Projets de transport: aller au-delà des promesses

Qu’ont en commun la ligne rose du métro de Montréal et le troisième lien de Québec ? Tous deux promis en campagne électorale — municipale pour l’un, provinciale pour l’autre —, ces projets de transport, malgré leur bureau d’étude respectif, risquent fort de ne ressembler en rien à ce qui aura été présenté aux citoyens au départ.
Le problème — tant pour la compréhension du public que pour l’avancement des projets —, c’est qu’on a tendance à axer toute notre attention sur les modes, plutôt que sur les besoins de transport, déplore la professeure au Département d’études urbaines de l’Université du Québec à Montréal (UQAM) Florence Junca-Adenot. « Le politique y est pour beaucoup, mais on prend le problème à l’envers, critique-t-elle. On veut faire une ligne de tramway sur le boulevard Taschereau, plutôt que de se demander qui veut se déplacer dans ce secteur, et pour aller où, à quel moment de la journée et pourquoi. À terme, peut-être que la solution est un tramway, mais il faut commencer par se poser les bonnes questions. »
Ainsi, que ce soit pour un éventuel projet de tramway autour du développement du Royalmount, qui faisait l’objet de consultations publiques cette semaine à Montréal, ou pour un énième projet de transport d’envergure nationale, les premières images dont disposeront les citoyens pour se faire une tête proviennent généralement d’études préliminaires peu détaillées, qui servent essentiellement à leur vendre un rêve. Pour s’en convaincre, on n’a d’ailleurs qu’à se souvenir des nombreux plans de décongestion pour la région métropolitaine présentés lors de la plus récente campagne électorale provinciale. « Il y a tellement d’éléments à considérer lorsqu’on planifie un nouveau projet de transport qu’il est impossible de tout prévoir dès le début », affirme François Pépin, le président de Trajectoire Québec.
•••••
◆ Tâche à accomplir
Transcrivez à l’identique le passage du texte sur les projets de transport qui va de « Projets de transport: aller » jusqu’à « citoyens au départ. ». Le matériel ci-dessous n’a aucun lien avec le texte sur les projets de transport.
•••••
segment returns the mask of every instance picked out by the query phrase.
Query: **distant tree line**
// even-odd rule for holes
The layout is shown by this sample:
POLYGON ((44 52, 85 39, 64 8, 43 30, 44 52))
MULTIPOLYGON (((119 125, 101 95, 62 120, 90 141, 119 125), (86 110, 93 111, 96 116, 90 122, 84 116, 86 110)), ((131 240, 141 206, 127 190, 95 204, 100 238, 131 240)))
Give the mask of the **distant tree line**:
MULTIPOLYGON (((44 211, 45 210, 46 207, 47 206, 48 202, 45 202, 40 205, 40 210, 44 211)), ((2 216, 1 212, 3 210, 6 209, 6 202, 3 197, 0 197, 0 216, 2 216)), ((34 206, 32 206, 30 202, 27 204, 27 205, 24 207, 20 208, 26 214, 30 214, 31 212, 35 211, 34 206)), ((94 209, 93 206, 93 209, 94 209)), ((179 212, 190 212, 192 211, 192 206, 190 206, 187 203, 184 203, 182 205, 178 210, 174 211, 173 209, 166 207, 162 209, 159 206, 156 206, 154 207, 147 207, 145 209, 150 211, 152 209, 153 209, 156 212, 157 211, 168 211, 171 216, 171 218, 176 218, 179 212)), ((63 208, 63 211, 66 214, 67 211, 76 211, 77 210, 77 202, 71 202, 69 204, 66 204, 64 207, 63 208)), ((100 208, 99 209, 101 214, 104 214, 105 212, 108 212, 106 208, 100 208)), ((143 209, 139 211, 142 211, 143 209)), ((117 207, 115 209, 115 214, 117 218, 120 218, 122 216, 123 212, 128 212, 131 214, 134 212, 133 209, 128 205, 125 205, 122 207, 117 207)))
•••••
◆ Solution du problème
Projets de transport: aller au-delà des promesses

Qu’ont en commun la ligne rose du métro de Montréal et le troisième lien de Québec ? Tous deux promis en campagne électorale — municipale pour l’un, provinciale pour l’autre —, ces projets de transport, malgré leur bureau d’étude respectif, risquent fort de ne ressembler en rien à ce qui aura été présenté aux citoyens au départ.